INSTRUCTION: Write the listing below out again exactly, dropping the images.
begin DATA EXCERPTS
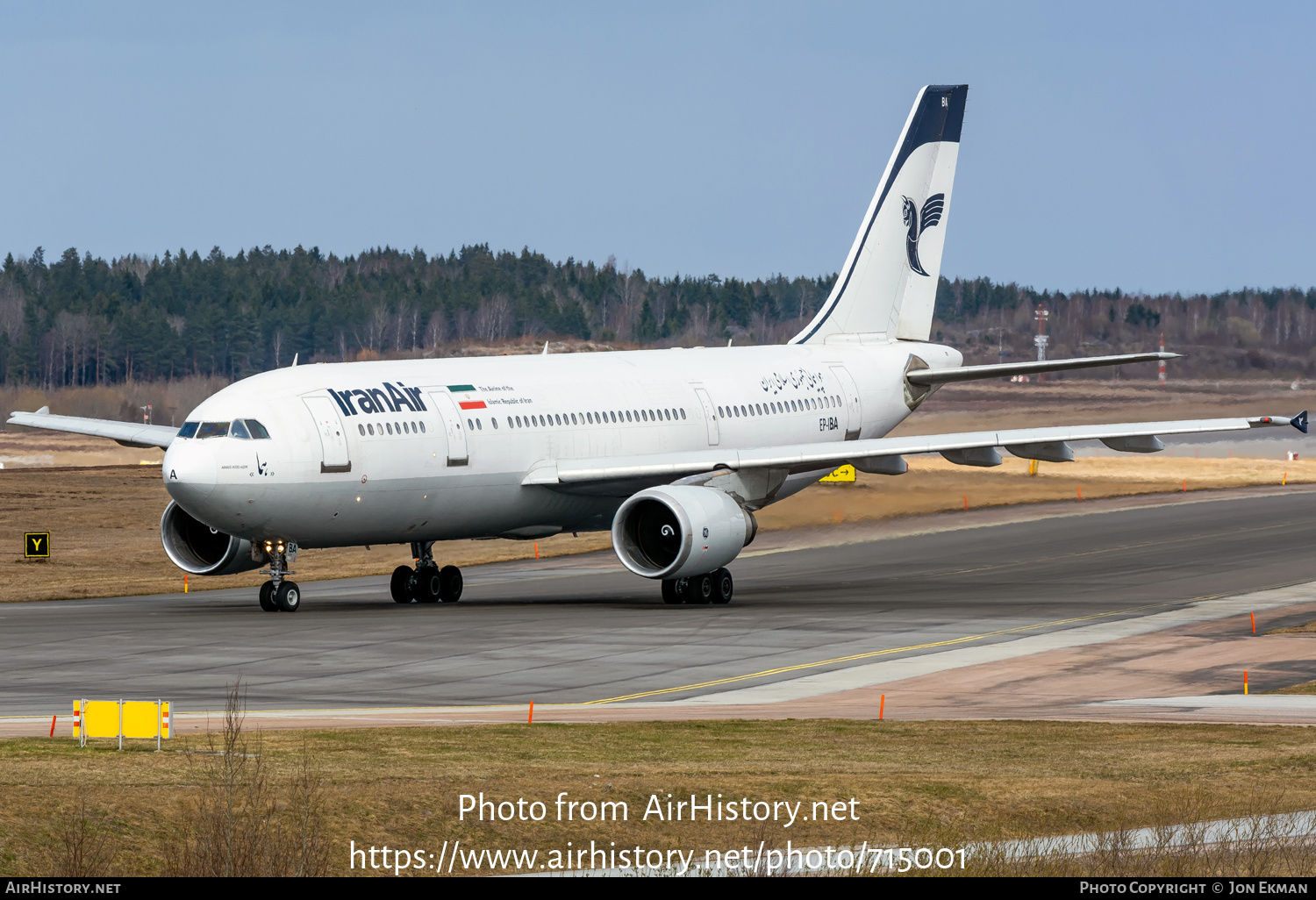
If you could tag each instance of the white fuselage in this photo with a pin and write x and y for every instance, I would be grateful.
(373, 452)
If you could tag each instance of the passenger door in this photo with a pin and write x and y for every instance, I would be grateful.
(333, 442)
(710, 416)
(452, 418)
(855, 415)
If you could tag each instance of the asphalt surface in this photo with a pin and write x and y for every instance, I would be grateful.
end DATA EXCERPTS
OUTPUT FOR THIS EXERCISE:
If you could tag each instance of the white fuselage in this photo with a pin and write x and y for every instance, I would be grateful.
(373, 452)
If you could tag each instance of the passenger door in this photo with a pin and write x and y for every instance, I would be grateful.
(333, 442)
(710, 416)
(452, 418)
(855, 415)
If you could tag each instance of the asphalt surface in this photo with a pin and write x and y for every instance, I would be grateful.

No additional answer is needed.